## Brano proposto
——————————

Il massacro di My Lai

Il 16 marzo 1968, a quasi otto anni dall’intervento americano nella guerra del Vietnam, nel villaggio di My Lai (circa 800 km a nord di Saigon) si consumò un eccidio di civili inermi. In poche ore centinaia di anziani, donne e bambini vennero fucilati da una compagnia di soldati americani. L’episodio venne insabbiato per mesi dagli alti comandi dell’esercito statunitense, per poi venire alla luce grazie all’opera di un soldato e di un giornalista

La guerra del Vietnam (1955-1975) fu un conflitto che vide l’esercito del Vietnam del Nord, guidato dalla dittatura comunista di Ho Chi Minh appoggiata da Unione Sovietica e Cina, scontrarsi con le truppe del Vietnam del Sud, dov'era presente un regime anti comunista con a capo Ngo Dinh Diem, sostenuto dagli Stati Uniti.

Il contesto nel 1968

Nel 1968 il presidente statunitense Lyndon Johnson decise d'incrementare l’invio di truppe in Vietnam. Sebbene inizialmente la sua mossa sembrò avvantaggiare gli Stati Uniti, presto apparve chiaro che la forza dell’esercito nord vietnamita era stata sottovalutata. Nella notte tra il 30 e il 31 gennaio le forze di Ho Chi Minh diedero inizio a quella che è passata alla storia come Offensiva del Tet: circa 70mila soldati nord vietnamiti occuparono gran parte dei villaggi e delle regioni più popolate del Vietnam del Sud, arrivando a conquistare la capitale Saigon. L’inaspettata invasione ebbe un effetto devastante sul morale delle truppe americane, che reagirono con un’agguerrita contro offensiva.

Nelle settimane successive i combattimenti si fecero particolarmente violenti e sanguinosi. Le tattiche di guerriglia dei Viet Cong – gruppi armati di resistenza nord vietnamiti – consistevano nel massiccio utilizzo di trappole e mine antiuomo e in continue imboscate, e devastarono l’esercito statunitense costringendolo a cambiare metodo di combattimento. Tra la fine di gennaio e la metà di marzo gli americani organizzarono decine di operazioni dette Search and Destroy (Cerca e distruggi) in diversi villaggi vietnamiti: incursioni via elicottero mirate a obiettivi strategici, volte a uccidere quanti più soldati nord vietnamiti possibili limitando il numero di truppe americane coinvolte.

I carri armati statunitensi dirigono il lanciafiamme sul sottobosco dove si crede che si nascondano i cecchini Viet Cong. 15 luglio 1965

I carri armati statunitensi dirigono il lanciafiamme sul sottobosco dove si crede che si nascondano i cecchini Viet Cong. 15 luglio 1965

Foto: Topfoto.co.uk / Cordon Press

Il massacro di My Lai

Il 16 marzo 1968 la Compagnia Charlie della 23° Divisione di Fanteria fece incursione nel piccolo villaggio di My Lai, a circa 850 chilometri da Saigon. In base alle informazioni ricevute dal capitano della Compagnia, Ernest Medina, e dal suo secondo, il tenente William Calley, nel centro abitato si rifugiava un agguerrito plotone di Viet Cong, e sarebbe stata un'occasione perfetta per vendicare i compagni caduti nei giorni precedenti. Intorno alle sette di quella mattina di marzo, i militari statunitensi diedero inizio all'operazione: si addentrarono nel villaggio determinati a stanare i nemici, ma incontrarono soltanto anziani, bambini e donne intente a preparare la colazione. Non c'era alcun segno della presenza di Viet Cong e dopo un'attenta perquisizione vennero ritrovati solo tre vecchi fucili e nessun uomo in età da combattimento. Secondo il tenente Calley, però, quelle tre armi erano una prova sufficiente, e ordinò ai suoi uomini d'iniziare a fare fuoco sui civili esclamando «sbarazzatevene».

——————————

## Compiti assegnati
A) Riporta testualmente, dal brano sul massacro di My Lai, il tratto che va da "Il contesto nel" fino a "un’agguerrita contro offensiva." incluso.
B) Prosegui il brano sul massacro di My Lai a partire dall'ultima frase presente.

## Dati forniti
——————————

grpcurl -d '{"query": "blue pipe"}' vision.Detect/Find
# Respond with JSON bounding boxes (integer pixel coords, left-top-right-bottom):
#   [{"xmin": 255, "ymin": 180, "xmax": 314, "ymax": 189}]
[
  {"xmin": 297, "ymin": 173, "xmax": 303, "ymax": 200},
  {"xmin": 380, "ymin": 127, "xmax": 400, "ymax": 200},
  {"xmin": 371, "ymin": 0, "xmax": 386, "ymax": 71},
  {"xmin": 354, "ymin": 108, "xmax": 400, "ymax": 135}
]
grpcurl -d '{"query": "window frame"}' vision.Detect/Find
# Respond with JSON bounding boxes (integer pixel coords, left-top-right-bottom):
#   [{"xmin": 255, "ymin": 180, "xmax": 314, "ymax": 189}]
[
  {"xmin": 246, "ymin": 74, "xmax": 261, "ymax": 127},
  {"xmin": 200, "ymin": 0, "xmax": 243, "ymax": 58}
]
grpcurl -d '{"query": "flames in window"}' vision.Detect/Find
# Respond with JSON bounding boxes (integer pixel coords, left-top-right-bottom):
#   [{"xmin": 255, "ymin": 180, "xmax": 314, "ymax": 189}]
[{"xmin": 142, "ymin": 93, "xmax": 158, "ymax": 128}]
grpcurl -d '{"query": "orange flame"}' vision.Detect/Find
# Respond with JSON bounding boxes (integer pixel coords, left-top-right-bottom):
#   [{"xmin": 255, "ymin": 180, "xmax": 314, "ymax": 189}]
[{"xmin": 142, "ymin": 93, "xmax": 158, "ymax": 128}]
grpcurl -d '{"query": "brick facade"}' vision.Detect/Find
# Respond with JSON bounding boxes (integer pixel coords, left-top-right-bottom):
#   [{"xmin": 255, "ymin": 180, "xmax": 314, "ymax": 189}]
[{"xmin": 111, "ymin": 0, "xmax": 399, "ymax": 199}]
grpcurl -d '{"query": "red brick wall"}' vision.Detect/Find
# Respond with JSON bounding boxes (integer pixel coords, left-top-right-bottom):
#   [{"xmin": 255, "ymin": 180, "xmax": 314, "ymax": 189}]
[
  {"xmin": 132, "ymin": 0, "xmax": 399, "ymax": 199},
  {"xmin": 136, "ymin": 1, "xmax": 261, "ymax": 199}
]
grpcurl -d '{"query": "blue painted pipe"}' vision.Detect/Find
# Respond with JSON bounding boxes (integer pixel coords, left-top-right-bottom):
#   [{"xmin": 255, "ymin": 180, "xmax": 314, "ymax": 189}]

——————————

## Risultati esercizio
A)
Il contesto nel 1968

Nel 1968 il presidente statunitense Lyndon Johnson decise d'incrementare l’invio di truppe in Vietnam. Sebbene inizialmente la sua mossa sembrò avvantaggiare gli Stati Uniti, presto apparve chiaro che la forza dell’esercito nord vietnamita era stata sottovalutata. Nella notte tra il 30 e il 31 gennaio le forze di Ho Chi Minh diedero inizio a quella che è passata alla storia come Offensiva del Tet: circa 70mila soldati nord vietnamiti occuparono gran parte dei villaggi e delle regioni più popolate del Vietnam del Sud, arrivando a conquistare la capitale Saigon. L’inaspettata invasione ebbe un effetto devastante sul morale delle truppe americane, che reagirono con un’agguerrita contro offensiva.

B)
Se alcuni soldati si rifiutarono di eseguire l'ordine, altri diedero inizio alla mattanza: raggrupparono i civili – anziani, donne e bambini – davanti a dei fossati e li fucilarono senza pietà. A diverse giovani donne venne riservata una sorte ancora peggiore: furono uccise dopo essere state a lungo violentate. Quando, intorno alle unidici, Medina ordinò ai suoi uomini di fermarsi per pranzare, più di cinquecento civili innocenti erano stati torturati e uccisi. Il capitano inviò dei messaggi radio ai suoi superiori, dicendo che la missione era stata un successo, e mentì spudoratamente affermando che erano stati uccisi cento Viet Cong, mentre la compagnia non aveva subito nessuna perdita.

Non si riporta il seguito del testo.